How many lines in the rows below contain the string "target"? Reply with the number only.

Extracted data —
— begin —

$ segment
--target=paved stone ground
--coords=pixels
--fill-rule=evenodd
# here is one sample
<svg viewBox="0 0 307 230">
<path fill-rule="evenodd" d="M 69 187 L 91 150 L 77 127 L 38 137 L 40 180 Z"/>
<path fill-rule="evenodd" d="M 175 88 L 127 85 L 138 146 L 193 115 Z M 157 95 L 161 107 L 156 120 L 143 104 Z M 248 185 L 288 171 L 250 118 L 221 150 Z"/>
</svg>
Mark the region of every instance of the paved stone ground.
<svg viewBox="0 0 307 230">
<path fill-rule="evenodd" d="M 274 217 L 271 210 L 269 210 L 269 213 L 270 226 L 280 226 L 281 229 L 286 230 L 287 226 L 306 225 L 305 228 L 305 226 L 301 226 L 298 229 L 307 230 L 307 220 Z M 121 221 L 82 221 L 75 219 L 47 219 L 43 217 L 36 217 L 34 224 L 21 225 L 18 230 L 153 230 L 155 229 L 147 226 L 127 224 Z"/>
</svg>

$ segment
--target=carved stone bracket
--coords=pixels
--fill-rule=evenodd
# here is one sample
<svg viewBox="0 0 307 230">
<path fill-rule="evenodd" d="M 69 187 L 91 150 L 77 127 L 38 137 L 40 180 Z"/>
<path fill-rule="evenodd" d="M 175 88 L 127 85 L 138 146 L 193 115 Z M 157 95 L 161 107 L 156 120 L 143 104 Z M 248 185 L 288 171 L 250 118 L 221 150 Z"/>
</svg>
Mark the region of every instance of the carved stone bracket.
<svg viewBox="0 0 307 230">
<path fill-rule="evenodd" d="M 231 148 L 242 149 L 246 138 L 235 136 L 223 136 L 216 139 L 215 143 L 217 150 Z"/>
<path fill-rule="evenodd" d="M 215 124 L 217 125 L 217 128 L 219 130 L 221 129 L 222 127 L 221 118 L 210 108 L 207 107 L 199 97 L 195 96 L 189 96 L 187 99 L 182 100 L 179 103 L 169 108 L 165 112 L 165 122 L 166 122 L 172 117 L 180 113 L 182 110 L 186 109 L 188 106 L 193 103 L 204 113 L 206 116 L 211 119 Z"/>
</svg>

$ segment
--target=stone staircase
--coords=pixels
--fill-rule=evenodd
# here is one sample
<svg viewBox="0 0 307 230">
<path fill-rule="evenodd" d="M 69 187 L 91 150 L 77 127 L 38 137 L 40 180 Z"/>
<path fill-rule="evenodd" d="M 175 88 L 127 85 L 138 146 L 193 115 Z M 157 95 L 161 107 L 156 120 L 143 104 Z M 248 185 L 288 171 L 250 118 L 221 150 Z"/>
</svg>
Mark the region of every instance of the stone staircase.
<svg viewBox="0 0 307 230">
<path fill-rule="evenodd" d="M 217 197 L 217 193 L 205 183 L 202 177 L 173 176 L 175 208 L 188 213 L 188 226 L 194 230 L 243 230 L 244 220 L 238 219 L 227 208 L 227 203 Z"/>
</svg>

— end —

Final result — 3